What the task requires:
The records below must be retyped exactly.

Supplied entries:

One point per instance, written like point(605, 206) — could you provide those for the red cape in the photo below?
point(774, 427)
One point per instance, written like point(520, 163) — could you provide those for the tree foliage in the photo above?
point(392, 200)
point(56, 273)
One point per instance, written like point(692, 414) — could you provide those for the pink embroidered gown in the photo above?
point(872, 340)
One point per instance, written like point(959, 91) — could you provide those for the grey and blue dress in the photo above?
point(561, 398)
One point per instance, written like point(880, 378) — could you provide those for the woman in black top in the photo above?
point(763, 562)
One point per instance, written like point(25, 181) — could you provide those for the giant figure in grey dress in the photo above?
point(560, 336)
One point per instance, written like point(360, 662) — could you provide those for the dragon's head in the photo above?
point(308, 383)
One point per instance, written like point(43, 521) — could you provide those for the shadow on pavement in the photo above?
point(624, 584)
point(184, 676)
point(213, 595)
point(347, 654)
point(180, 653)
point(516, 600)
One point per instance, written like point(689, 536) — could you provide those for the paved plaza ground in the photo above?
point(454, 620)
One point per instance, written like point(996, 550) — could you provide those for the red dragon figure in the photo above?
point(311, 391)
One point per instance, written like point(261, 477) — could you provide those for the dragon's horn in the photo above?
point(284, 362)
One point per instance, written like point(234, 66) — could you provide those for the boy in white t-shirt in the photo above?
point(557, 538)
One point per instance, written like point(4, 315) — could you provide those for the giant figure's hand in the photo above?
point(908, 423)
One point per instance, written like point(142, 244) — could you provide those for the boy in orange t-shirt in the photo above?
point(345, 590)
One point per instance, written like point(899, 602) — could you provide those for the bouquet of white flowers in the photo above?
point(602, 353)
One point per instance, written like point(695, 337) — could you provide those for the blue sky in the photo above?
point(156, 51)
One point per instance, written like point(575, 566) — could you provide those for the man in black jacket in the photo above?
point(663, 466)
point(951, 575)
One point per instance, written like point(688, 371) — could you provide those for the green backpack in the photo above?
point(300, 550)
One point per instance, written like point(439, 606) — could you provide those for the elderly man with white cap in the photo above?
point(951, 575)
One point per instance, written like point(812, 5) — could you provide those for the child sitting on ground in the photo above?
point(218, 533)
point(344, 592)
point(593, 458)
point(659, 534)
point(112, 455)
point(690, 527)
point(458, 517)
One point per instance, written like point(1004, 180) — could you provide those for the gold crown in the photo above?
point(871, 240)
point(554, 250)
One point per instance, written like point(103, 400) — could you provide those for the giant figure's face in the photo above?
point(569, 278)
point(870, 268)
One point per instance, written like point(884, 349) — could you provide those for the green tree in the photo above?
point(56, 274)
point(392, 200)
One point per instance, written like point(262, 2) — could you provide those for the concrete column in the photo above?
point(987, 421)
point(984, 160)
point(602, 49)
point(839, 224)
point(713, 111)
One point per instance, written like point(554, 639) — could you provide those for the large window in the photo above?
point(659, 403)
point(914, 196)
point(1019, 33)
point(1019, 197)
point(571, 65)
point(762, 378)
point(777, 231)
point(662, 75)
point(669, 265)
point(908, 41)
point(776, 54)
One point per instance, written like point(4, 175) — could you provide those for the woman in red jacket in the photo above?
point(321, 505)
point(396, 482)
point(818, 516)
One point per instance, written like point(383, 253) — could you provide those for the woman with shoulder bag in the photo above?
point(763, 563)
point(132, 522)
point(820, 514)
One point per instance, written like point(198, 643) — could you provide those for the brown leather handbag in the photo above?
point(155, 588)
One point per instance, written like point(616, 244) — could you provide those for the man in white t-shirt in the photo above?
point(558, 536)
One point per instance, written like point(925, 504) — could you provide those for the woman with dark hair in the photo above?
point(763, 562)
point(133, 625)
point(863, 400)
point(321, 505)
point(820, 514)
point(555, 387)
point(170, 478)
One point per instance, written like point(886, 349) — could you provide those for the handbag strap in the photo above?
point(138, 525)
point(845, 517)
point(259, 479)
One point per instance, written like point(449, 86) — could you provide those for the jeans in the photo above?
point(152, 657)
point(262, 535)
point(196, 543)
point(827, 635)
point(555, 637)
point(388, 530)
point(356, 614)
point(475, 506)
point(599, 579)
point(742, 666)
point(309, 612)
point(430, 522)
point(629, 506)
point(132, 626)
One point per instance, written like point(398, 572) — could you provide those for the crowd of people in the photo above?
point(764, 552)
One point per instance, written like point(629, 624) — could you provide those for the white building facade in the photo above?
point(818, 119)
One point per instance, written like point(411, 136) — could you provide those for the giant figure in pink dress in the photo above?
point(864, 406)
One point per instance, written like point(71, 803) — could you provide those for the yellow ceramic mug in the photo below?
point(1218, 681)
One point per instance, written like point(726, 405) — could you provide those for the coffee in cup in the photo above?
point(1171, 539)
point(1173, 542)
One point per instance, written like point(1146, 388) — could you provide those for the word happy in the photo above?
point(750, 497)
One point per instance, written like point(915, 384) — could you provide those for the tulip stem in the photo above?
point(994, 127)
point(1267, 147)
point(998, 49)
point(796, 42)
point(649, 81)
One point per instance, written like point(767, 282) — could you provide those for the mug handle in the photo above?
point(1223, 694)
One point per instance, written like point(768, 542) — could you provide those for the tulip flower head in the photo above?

Response area:
One point per instance, written like point(605, 206) — could you provide those for the red cape in the photo below?
point(774, 427)
One point per instance, written like point(520, 163) — could you provide those for the tree foliage in the photo above?
point(392, 200)
point(56, 273)
One point per instance, written like point(692, 414) — could you provide those for the pink embroidered gown in the photo above?
point(872, 340)
One point per instance, written like point(959, 91) — could you provide those for the grey and blue dress in the photo above?
point(561, 398)
One point per instance, written like point(880, 378) — could you provide those for the woman in black top in the photo above?
point(763, 562)
One point per instance, written like point(25, 181) — could you provide those for the giant figure in grey dress in the photo above?
point(560, 336)
One point per instance, written like point(360, 662) — could you provide those for the dragon's head in the photo above?
point(308, 383)
One point per instance, written like point(43, 521) — could you provide those for the shadow on pavement in the photo above?
point(624, 584)
point(184, 676)
point(213, 595)
point(347, 654)
point(180, 653)
point(516, 600)
One point per instance, written like point(689, 536) — could you provide those for the paved plaza ground in the photo above?
point(454, 620)
One point per instance, written like point(996, 550) — could you provide those for the red dragon figure in the photo above?
point(311, 391)
One point per instance, written like point(261, 477) — could you provide those for the dragon's horn in the photo above?
point(284, 362)
One point per instance, written like point(234, 66) — could you provide those for the boy in white t-shirt in the photo above?
point(557, 538)
One point per instance, written like point(4, 315) — could you provide those for the giant figure's hand in the photo above?
point(908, 423)
One point per instance, written like point(142, 244) — could you provide those for the boy in orange t-shirt in the photo above?
point(345, 590)
One point per instance, written like point(899, 602) — could you provide those for the bouquet of white flowers in the photo above?
point(602, 353)
One point per instance, written like point(695, 337) — could you provide those for the blue sky in the photo above?
point(156, 51)
One point per instance, written like point(575, 566) — could you provide those for the man in black jacket in the photo above?
point(663, 466)
point(951, 575)
One point per instance, written like point(688, 371) — could you provide those for the green backpack in the photo above?
point(300, 550)
One point per instance, written like point(439, 606) — could you provide those for the elderly man with white cap in the photo above?
point(951, 575)
One point per instance, written like point(812, 5) — could you provide those for the child sitting on ground in the photo above?
point(218, 533)
point(344, 592)
point(593, 458)
point(659, 534)
point(112, 455)
point(690, 527)
point(458, 517)
One point per instance, written like point(1004, 180) — could you provide those for the gold crown in the photo above?
point(871, 240)
point(554, 250)
One point per instance, written like point(103, 400) — could you provide those for the giant figure's face in the photo above?
point(569, 278)
point(870, 268)
One point per instance, written like point(884, 349) — could you provide those for the green tree in the photo above?
point(56, 274)
point(392, 200)
One point per instance, written like point(262, 2) — could you provide those for the concrete column in the photo above?
point(987, 421)
point(984, 160)
point(602, 49)
point(839, 224)
point(713, 111)
One point per instance, written like point(554, 639) — could you provide those for the large window in the photo above?
point(659, 403)
point(914, 196)
point(1019, 33)
point(1019, 197)
point(571, 65)
point(762, 378)
point(777, 231)
point(662, 75)
point(669, 265)
point(908, 41)
point(776, 54)
One point per instance, written like point(4, 175) — could you provide those for the woman in red jacket in the photo above?
point(321, 505)
point(396, 482)
point(818, 516)
One point per instance, written like point(383, 253) — could you provide those for the woman with shoulder bag in the photo above?
point(763, 563)
point(132, 522)
point(820, 514)
One point per instance, written like point(198, 643) — could you provide those for the brown leather handbag in the photo above?
point(155, 588)
One point per instance, written like point(616, 244) — could you provide those for the man in white t-shirt in the photo above?
point(558, 536)
One point per instance, written like point(925, 504) — could you provide those for the woman with dark hair in the photo above?
point(763, 562)
point(133, 625)
point(863, 400)
point(321, 505)
point(820, 514)
point(555, 387)
point(170, 478)
One point per instance, written like point(886, 349) — could you provide those for the handbag strap in the photo above?
point(138, 525)
point(845, 517)
point(259, 479)
One point per instance, written like point(449, 86) — could you provide those for the jeans in the photo above?
point(152, 657)
point(262, 535)
point(196, 543)
point(827, 635)
point(555, 637)
point(388, 530)
point(356, 614)
point(475, 506)
point(599, 579)
point(742, 666)
point(309, 612)
point(430, 522)
point(629, 506)
point(132, 626)
One point per instance, written like point(398, 572) — could you provide those for the crowd of people in the photo above?
point(764, 552)
One point per instance, written like point(629, 624) — could you provide those for the white building facade in the photo above?
point(818, 119)
One point per instance, written like point(411, 136) — could you provide those for the giant figure in pink dress in the photo above?
point(864, 406)
One point per instance, written like point(71, 803) — could you provide those for the yellow ceramic mug in the photo below?
point(1218, 681)
One point per instance, written like point(726, 405) — could you provide those for the coffee in cup in the photo above?
point(1171, 539)
point(1173, 542)
One point per instance, written like point(1146, 388) — could you provide those for the word happy in the photo above?
point(750, 497)
One point per instance, written like point(915, 384) — could you provide those for the tulip stem in the photo above?
point(994, 127)
point(1267, 147)
point(998, 49)
point(796, 42)
point(649, 81)
One point per instance, written like point(767, 282) — could you provide those for the mug handle in the photo above?
point(1223, 694)
One point per instance, written like point(768, 542) — could you provide those for the tulip flower head in the photo above?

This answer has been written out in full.